Given exercise 1
From the passage on autonomous vehicles, output the text starting with "Decision Making During" and going on through "of counteracting distractions.".
Given exercise 2
List every section heading in the passage on autonomous vehicles.

Passage
'''

Government Intervention
The government has a responsibility of providing safety for their subjects. Having established how AVs pose a security threat to pedestrians and passengers. In an article by Duncan (2020), the United States federal government has let private companies design and test AV with little interference, a move which has been highly criticized. The same source quoted the Transportation Secretary, saying “The federal government is all in for safer, better and more inclusive transportation, aided by automated driving systems” (para. 2). The leader stated that the government established goals which would help in enhancing safety, security, and the quality of life in so far as the using AVs is concerned. In research by Roth (2019), the US government has been enacting regulations guiding the self-driving industry. The source underscores the government’s responsibility of assuring the citizens of the viability and safety of the automobile. Different states have laws which allow or prohibit testing and use of AVs.
Potential Causes of Crash
AV cannot be viewed as outstandingly safer than humans from empirical evidence. A crash may result from hardware or software failures since the AV is controlled by computer software. In a report by Harris (2017), 2,578 failures (hardware and software) were recorded from nine companies, with Google’s Waymo registering 124 disconnections across 60 cars. Although engineering systems can fail, it is worth recognizing that avoiding every collision may be elusive for even a perfectly-working system. However, AV for sale needs several redundancies, rigorous testing, and regular maintenance to reduce failure, which would otherwise cause accidents.
There are scenarios when crashes are inevitable, even for an AV with minimal reaction time and perfect mastery of the traffic. Imagine a scenario where an AV has been stopped by a traffic signal and is surrounded by other cars on all sides. If it is approached from behind by a stray vehicle, it will likely be involved in a minor collision even if it maneuverers away.
Decision Making During a Crash
Present-day drivers in hazardous situations must make decisions to prevent collisions, and if a crash is inevitable, to collide as securely as possible. Usually, the decision to avoid a collision is made fast under extreme anxiety, with little time to think or plan an action. An AV relies on a human driver to control it in the event of a system failure. When the car encounters a scenario, it cannot comprehend, for example, a road construction activity. However, anticipating that a human driver will always be alert to prevent crashes is unrealistic since the drivers tend to be preoccupied with other activities such as reading or sleeping even though the vehicles have mechanisms of counteracting distractions.
Ethics of Inevitable Crashing
Due to intense pressure and anxiety, human drivers are often predisposed to make wrong decisions before and during collisions. They have to overcome time factors, inadequate experience in handling the AV, and limited vision. Since contemporary AV inadequate sensing and processing ability, it is inherent to consider ethical decision-making in the event of an accident. An advanced AV can make pre-event decisions in a crash using specialized software and sensor devices that can precisely detect close vehicle routes and perform quick evasion maneuvers, hence defeating human drivers’ shortcomings. If a collision is inescapable, a computer program can speedily determine the most optimal way of crashing regarding safety, probability of results, and certainty of calculations, more quickly and precisely than a human driver. For instance, the software may direct the car in a high way to engage the brakes and do a swerve in a shifty way.

'''

Supplied material
'''

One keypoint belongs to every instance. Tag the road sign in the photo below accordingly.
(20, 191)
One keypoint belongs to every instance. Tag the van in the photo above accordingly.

'''

Complete output 1
Decision Making During a Crash
Present-day drivers in hazardous situations must make decisions to prevent collisions, and if a crash is inevitable, to collide as securely as possible. Usually, the decision to avoid a collision is made fast under extreme anxiety, with little time to think or plan an action. An AV relies on a human driver to control it in the event of a system failure. When the car encounters a scenario, it cannot comprehend, for example, a road construction activity. However, anticipating that a human driver will always be alert to prevent crashes is unrealistic since the drivers tend to be preoccupied with other activities such as reading or sleeping even though the vehicles have mechanisms of counteracting distractions.

Complete output 2
Government Intervention
Potential Causes of Crash
Decision Making During a Crash
Ethics of Inevitable Crashing